> [Task prompt]:
Of the entries that follow, how many lines hold the string "below"? Write the number and nothing more.

> [Image-grounded pointing data]:
▼▼▼

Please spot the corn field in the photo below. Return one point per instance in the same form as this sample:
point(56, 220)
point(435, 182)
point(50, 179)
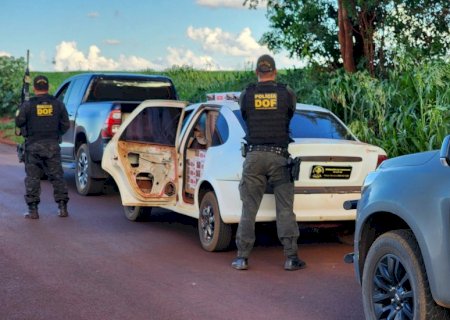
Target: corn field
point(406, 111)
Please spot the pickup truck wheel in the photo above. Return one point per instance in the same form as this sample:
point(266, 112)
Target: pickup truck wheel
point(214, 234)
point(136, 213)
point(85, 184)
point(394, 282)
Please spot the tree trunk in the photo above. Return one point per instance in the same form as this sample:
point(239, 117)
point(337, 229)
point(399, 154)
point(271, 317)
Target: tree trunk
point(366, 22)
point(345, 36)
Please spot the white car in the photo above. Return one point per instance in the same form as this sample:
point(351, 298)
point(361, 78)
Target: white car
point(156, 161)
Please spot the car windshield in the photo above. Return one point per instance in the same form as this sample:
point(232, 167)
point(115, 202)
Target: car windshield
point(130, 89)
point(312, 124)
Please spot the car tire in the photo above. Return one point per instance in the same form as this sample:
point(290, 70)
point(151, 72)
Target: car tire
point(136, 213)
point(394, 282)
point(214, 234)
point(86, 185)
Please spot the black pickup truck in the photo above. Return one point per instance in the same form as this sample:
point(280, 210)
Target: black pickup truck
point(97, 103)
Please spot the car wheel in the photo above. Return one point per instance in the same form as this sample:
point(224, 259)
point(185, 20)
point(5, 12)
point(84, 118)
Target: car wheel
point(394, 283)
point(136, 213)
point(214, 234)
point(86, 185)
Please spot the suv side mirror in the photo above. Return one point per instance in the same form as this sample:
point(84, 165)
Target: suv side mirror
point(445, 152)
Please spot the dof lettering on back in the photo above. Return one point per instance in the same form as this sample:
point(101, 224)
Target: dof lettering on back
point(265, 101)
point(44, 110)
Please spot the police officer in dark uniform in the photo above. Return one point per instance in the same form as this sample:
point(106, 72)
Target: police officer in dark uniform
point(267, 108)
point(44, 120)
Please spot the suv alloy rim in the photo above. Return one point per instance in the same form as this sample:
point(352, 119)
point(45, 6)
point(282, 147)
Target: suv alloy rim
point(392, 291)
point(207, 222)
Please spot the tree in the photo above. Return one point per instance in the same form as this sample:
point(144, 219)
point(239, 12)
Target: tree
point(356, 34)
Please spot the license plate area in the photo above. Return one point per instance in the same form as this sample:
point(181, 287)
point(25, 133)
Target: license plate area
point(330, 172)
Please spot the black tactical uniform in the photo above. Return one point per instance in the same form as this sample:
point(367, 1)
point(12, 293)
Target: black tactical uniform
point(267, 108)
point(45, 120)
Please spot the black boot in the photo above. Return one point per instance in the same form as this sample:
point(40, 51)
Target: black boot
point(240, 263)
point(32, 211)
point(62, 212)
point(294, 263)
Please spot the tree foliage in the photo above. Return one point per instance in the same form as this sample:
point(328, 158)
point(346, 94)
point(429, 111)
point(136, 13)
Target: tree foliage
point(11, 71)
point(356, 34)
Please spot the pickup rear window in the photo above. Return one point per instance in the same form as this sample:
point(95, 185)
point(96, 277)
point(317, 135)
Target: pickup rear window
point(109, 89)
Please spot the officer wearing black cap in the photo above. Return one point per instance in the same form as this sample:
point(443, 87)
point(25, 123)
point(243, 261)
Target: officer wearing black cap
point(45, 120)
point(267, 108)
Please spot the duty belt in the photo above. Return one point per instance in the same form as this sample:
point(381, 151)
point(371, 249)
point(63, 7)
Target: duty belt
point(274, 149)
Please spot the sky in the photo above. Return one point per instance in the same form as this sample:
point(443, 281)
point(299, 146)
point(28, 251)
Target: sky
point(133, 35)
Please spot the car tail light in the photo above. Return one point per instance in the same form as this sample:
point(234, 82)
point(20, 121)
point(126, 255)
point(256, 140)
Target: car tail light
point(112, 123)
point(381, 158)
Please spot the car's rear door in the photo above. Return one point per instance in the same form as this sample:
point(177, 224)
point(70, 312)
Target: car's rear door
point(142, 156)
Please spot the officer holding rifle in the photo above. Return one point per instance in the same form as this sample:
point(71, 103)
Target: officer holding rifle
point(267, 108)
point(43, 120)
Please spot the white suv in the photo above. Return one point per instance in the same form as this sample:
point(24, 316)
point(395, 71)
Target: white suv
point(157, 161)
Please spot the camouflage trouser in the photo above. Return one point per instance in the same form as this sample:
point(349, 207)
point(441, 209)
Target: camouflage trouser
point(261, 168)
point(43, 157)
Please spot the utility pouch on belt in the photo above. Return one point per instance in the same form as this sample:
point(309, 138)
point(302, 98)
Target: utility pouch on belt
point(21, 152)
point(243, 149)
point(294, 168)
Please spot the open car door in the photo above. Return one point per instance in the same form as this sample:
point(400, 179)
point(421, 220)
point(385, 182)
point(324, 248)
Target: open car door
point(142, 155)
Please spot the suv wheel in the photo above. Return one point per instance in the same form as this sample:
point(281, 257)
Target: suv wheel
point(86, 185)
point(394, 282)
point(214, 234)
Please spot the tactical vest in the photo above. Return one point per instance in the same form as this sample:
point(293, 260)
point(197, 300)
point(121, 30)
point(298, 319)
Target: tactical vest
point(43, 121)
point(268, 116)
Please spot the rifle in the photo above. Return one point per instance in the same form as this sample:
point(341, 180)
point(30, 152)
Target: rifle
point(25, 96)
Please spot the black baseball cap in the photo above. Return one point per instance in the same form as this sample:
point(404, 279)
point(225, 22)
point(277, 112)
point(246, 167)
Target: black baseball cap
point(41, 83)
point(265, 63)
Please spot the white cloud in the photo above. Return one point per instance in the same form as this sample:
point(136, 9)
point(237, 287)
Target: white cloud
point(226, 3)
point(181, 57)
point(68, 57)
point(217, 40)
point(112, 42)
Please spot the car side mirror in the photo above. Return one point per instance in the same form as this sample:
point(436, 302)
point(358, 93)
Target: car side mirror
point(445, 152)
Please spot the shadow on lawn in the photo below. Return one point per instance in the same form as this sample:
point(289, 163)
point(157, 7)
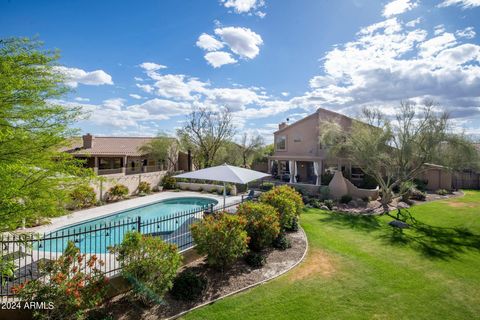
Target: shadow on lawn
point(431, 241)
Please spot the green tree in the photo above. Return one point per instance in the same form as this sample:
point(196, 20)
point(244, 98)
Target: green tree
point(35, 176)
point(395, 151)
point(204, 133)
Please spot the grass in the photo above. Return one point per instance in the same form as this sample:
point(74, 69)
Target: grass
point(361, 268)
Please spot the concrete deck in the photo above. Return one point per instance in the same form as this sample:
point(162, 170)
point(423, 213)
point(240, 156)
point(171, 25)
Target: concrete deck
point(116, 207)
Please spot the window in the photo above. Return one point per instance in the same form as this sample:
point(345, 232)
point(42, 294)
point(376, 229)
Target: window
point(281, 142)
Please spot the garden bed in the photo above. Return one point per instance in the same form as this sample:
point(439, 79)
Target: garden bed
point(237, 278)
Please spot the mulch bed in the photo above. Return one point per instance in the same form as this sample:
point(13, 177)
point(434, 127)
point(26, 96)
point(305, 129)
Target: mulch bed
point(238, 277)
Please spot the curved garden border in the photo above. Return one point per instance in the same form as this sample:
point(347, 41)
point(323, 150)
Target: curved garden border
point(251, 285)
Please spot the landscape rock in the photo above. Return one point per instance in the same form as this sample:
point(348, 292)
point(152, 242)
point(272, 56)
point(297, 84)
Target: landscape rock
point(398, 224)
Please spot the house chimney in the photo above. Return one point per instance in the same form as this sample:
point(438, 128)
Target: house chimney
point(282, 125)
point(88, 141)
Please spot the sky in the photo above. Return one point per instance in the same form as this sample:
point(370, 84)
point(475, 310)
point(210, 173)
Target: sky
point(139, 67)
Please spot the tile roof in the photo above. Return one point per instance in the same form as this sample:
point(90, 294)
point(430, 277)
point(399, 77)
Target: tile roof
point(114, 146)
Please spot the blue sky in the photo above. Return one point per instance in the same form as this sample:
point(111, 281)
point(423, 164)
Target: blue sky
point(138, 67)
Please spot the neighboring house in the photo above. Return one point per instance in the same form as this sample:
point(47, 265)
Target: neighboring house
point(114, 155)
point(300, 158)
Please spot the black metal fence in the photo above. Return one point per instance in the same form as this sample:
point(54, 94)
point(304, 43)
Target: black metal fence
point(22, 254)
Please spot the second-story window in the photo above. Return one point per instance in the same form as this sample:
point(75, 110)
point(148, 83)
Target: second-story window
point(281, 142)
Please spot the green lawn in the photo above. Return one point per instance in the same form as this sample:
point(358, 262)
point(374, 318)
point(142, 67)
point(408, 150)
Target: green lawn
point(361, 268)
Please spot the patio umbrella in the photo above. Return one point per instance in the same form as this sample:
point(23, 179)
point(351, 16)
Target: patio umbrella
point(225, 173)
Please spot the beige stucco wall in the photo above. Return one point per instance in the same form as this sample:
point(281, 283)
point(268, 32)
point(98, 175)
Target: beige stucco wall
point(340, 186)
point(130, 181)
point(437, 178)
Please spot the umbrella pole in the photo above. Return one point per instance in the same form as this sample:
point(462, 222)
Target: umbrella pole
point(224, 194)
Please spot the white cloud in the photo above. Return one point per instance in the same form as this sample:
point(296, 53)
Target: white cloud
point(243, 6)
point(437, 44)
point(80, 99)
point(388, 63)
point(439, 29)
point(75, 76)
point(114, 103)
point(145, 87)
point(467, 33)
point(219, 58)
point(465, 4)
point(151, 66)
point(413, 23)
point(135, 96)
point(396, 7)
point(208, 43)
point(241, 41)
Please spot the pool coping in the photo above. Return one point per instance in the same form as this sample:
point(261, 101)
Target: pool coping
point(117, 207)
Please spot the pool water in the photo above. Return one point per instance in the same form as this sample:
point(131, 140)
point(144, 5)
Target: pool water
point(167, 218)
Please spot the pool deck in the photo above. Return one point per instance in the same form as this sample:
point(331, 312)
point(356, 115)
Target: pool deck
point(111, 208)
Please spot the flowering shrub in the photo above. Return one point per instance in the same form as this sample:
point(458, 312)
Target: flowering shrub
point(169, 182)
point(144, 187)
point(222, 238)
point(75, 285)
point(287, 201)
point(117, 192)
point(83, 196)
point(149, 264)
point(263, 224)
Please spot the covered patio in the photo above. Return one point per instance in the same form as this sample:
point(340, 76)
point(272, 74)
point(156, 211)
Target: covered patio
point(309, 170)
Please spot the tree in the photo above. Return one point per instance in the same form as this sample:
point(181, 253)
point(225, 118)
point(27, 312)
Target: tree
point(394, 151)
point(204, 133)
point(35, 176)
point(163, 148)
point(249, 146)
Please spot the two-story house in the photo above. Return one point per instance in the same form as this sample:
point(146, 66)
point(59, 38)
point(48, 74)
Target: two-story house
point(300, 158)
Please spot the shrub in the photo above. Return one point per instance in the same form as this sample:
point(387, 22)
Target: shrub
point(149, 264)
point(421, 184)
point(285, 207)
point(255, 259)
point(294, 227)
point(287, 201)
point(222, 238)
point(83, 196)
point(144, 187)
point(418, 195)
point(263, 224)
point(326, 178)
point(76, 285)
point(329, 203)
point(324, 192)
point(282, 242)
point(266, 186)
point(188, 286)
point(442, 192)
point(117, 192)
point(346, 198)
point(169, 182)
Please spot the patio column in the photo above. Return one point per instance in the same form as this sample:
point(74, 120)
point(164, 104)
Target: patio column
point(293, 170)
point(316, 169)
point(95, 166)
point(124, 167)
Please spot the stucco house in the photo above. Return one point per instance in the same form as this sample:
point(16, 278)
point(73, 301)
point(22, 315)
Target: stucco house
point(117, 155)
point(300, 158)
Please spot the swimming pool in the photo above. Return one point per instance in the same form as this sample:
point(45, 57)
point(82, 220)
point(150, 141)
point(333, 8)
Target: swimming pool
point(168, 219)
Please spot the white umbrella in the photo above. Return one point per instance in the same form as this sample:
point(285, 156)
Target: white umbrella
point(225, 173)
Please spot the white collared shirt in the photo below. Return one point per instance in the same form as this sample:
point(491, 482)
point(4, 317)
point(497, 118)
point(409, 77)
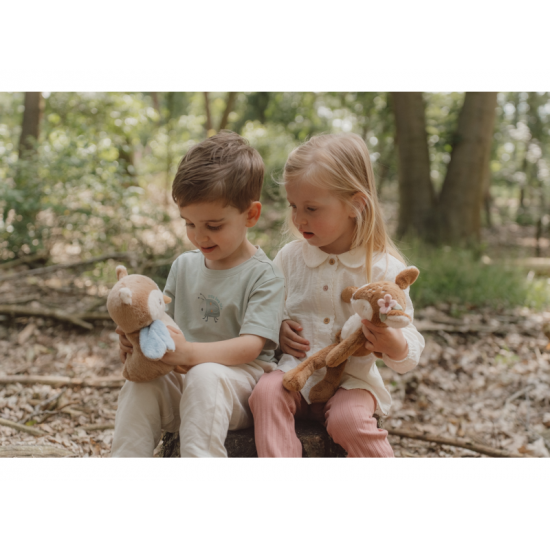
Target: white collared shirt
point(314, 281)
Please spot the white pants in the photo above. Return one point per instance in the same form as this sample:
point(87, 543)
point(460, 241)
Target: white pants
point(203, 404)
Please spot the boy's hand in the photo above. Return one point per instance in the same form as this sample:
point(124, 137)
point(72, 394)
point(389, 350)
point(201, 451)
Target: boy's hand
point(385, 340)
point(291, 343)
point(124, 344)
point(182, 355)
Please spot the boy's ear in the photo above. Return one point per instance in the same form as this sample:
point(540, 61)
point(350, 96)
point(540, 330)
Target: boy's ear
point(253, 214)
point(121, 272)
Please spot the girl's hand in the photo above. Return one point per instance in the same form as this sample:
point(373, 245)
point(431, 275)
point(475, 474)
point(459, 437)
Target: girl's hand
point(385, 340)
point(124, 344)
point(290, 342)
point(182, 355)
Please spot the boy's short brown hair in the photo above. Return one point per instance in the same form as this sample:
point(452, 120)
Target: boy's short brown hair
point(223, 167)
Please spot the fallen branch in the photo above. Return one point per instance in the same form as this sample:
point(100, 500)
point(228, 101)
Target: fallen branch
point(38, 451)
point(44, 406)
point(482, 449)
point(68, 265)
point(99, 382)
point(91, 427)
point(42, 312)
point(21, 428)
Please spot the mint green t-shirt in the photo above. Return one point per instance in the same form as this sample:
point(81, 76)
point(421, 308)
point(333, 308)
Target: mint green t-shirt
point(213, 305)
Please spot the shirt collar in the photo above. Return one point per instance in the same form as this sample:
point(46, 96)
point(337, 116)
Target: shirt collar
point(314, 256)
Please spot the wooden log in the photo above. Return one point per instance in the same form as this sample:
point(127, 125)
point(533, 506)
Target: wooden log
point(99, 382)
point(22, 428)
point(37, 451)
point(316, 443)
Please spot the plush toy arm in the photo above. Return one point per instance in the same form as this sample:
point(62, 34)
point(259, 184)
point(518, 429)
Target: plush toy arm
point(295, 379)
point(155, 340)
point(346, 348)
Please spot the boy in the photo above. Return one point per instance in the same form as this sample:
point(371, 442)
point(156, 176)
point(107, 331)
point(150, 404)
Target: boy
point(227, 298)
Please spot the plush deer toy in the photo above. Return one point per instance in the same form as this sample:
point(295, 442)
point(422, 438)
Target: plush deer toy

▲▲▲

> [Answer space]:
3